There is a persistent, almost folkloric idea in the digital business world: that accessibility is a nice “extra.” An ethical accessory added to the site after the design is “finished,” if there is budget left or if conscience weighs in.
This view is not just morally lazy; it is strategically dangerous.
With the arrival of WCAG 2.2 and the rapid approach of the European Accessibility Act in 2025, the time for excuses has run out. Digital accessibility has moved from a social responsibility topic to a metric of commercial survival and legal compliance. At Alvaliving Studio, we treat accessibility for what it truly is: the final proof that a product has been well-designed.
WCAG 2.2 and the end of facade design
The Web Content Accessibility Guidelines (WCAG) are not aesthetic recommendations. They are the global standard that defines whether your business is open to everyone or if you have placed an invisible barrier at the entrance. Version 2.2 has raised the bar. It doesn’t just ask for color contrast; it focuses on the real experience and mobile navigation.
Most companies still treat UX design as a coat of varnish. However, the new criteria require the interface to be:
- Perceivability: Information cannot depend on a single sense. If your sales chart only makes sense through color, you are excluding users.
- Operability: The site must work without a mouse. If your menu is a nightmare for keyboard users, your site is technically broken.
- Understandability: Clear language and predictable navigation. Minimalism is useless if the user doesn’t know what happens when they click.

* SET OF TASKS:
1 - According to the article on digital accessibility, what does operability require of a site?
2 - Reproduce the article on digital accessibility word for word, starting at "WCAG 2.2 and the end" and ending at "and mobile navigation.".
3 - Carry on the article on digital accessibility from the point where it stops.

* PROVIDED RECORDS:

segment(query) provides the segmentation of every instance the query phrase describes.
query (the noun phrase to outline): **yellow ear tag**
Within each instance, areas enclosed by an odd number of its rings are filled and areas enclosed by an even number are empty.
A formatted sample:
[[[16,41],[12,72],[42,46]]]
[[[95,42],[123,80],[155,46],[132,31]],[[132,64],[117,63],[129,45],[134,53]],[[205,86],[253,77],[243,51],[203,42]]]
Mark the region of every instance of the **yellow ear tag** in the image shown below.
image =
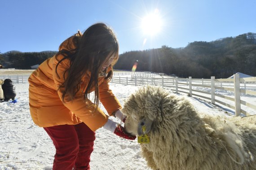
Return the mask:
[[[142,126],[142,131],[143,132],[146,131],[146,126]],[[138,136],[138,143],[140,144],[149,144],[150,140],[149,136],[147,134],[141,135]]]

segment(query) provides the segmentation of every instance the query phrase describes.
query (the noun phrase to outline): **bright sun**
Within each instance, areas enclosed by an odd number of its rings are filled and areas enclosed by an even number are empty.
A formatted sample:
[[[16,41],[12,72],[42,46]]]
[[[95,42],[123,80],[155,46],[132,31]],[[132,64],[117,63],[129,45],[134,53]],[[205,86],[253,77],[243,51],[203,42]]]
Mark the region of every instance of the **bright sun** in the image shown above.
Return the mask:
[[[148,14],[142,19],[141,28],[145,34],[154,35],[160,32],[162,28],[162,21],[158,9],[153,13]]]

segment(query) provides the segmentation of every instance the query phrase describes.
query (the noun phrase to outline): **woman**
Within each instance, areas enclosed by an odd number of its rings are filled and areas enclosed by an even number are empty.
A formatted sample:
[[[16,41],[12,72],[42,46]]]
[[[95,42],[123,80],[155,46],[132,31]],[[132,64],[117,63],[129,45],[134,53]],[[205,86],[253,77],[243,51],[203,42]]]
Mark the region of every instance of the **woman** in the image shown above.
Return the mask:
[[[124,118],[108,83],[118,50],[113,31],[95,24],[64,41],[58,52],[30,76],[31,114],[55,146],[53,170],[89,169],[94,131],[101,127],[125,139],[136,138],[98,106],[100,100],[110,115]]]

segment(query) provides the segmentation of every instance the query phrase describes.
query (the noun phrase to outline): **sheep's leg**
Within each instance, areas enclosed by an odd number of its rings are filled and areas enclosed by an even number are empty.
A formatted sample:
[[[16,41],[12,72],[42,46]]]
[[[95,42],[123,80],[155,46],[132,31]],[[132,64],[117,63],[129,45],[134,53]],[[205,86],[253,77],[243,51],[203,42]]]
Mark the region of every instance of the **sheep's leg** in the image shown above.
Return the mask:
[[[159,170],[153,158],[153,153],[149,151],[145,147],[141,147],[142,156],[147,161],[147,165],[152,170]]]
[[[151,130],[152,123],[153,121],[147,118],[142,118],[138,123],[138,129],[137,129],[138,135],[141,135],[148,133]],[[146,127],[146,131],[145,131],[142,130],[143,126],[145,126]]]

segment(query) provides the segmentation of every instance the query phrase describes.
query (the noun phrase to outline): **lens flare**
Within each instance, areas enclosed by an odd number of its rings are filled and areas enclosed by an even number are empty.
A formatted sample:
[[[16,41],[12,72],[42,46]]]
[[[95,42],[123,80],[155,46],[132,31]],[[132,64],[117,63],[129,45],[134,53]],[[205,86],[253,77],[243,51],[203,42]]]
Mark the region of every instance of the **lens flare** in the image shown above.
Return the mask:
[[[134,63],[132,68],[132,71],[135,72],[137,68],[137,65],[138,65],[138,61],[136,61],[136,62]]]

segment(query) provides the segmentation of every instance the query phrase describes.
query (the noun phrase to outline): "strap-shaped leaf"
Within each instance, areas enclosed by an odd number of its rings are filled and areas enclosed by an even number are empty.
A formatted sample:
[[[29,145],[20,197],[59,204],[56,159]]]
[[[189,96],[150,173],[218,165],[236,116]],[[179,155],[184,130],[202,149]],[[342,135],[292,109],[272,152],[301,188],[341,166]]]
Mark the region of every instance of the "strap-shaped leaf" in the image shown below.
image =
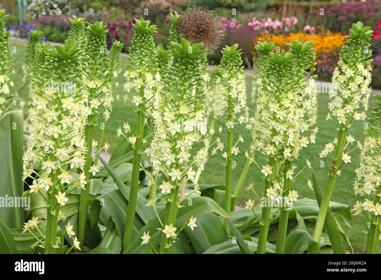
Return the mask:
[[[18,254],[16,243],[12,232],[0,219],[0,254]]]
[[[285,254],[303,254],[309,246],[318,244],[306,230],[294,229],[286,237]]]
[[[176,224],[182,226],[192,216],[194,218],[196,218],[203,214],[211,212],[216,213],[224,218],[230,218],[227,213],[215,202],[208,197],[202,197],[192,199],[191,205],[188,205],[189,203],[187,201],[181,203],[181,205],[184,207],[179,208]],[[159,214],[162,221],[164,220],[165,211],[165,209],[163,210]],[[136,237],[123,253],[144,254],[149,252],[152,249],[151,246],[149,244],[141,245],[141,238],[140,237],[144,232],[146,233],[149,231],[149,235],[151,236],[150,241],[154,246],[156,246],[160,243],[162,234],[161,231],[157,229],[161,227],[162,226],[157,218],[151,219],[139,231]]]
[[[114,181],[117,184],[117,186],[118,186],[118,187],[119,188],[125,198],[128,201],[130,198],[129,186],[127,187],[123,181],[118,176],[115,171],[111,168],[102,158],[100,157],[99,158],[109,172],[110,176],[114,179]],[[104,194],[105,195],[106,194]],[[145,206],[146,204],[147,203],[148,203],[148,201],[147,200],[138,194],[138,200],[136,201],[136,212],[141,218],[143,221],[146,224],[155,216],[153,210],[152,210],[152,211],[150,211],[149,210],[148,208]],[[124,230],[123,229],[123,232]],[[119,233],[120,234],[120,232]],[[121,236],[123,236],[123,235],[121,235]]]
[[[0,117],[0,197],[3,198],[22,196],[23,124],[21,109]],[[23,211],[22,207],[2,207],[0,219],[10,228],[21,228],[24,221]]]
[[[225,220],[229,225],[229,228],[232,231],[233,235],[235,237],[237,243],[241,250],[241,252],[242,254],[253,254],[253,252],[249,249],[247,243],[243,240],[242,234],[239,230],[237,229],[232,221],[229,219],[226,219]]]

* ANSWER SET:
1 - The site must work without a mouse.

2 -
WCAG 2.2 and the end of facade design
The Web Content Accessibility Guidelines (WCAG) are not aesthetic recommendations. They are the global standard that defines whether your business is open to everyone or if you have placed an invisible barrier at the entrance. Version 2.2 has raised the bar. It doesn’t just ask for color contrast; it focuses on the real experience and mobile navigation.

3 -
- Robustness: Code must be clean enough to be interpreted by assistive technologies, present and future.
June 2025: The regulatory clash
The European Accessibility Act (2019/882) dictates that from June 2025, digital products and services in the European market must meet strict requirements. If you manage an e-commerce or a banking service, the clock is already ticking.
In the market, non-compliance will have direct consequences on brand perception and competition. Postponing adaptation is a classic management error. According to McKinsey Digital, companies that integrate inclusive design into the early cycle drastically reduce maintenance costs.
The ROI of inclusion: The business argument
Inclusive design creates the so-called “curb-cut effect.” Just as sidewalk ramps help everyone, digital accessibility improves the experience for all user profiles.
When you invest in digital compliance, you are optimizing your site for search engines. Google privileges accessible sites because their structure is exactly what SEO demands. As we mentioned in our article on SEO as a growth engine, technical performance is inseparable from experience.
Accessibility is not an IT checklist
A common mistake is delegating accessibility solely to the IT department. However, if your site drives away investors because it fails in ESG (Environmental, Social, and Governance) metrics, the failure is strategic. As we explore in digital due diligence, digital maturity is now a critical risk assessment factor.
According to the Baymard Institute, failure in usability elements is the main cause of cart abandonment. If you want to improve ads performance and conversion, start by ensuring all customers can actually use the buy button.
Conclusion: Design is for everyone or it isn’t design
Compliance with WCAG 2.2 is not a bureaucratic burden. It is an opportunity to trade purely decorative design for strategic systems that work. Brands that embrace accessibility now will be the most resilient by 2025.
Are you designing for everyone who chose you, or are you closing the door on a slice of the market due to pure technical negligence?
Everything we do is rooted in this principle.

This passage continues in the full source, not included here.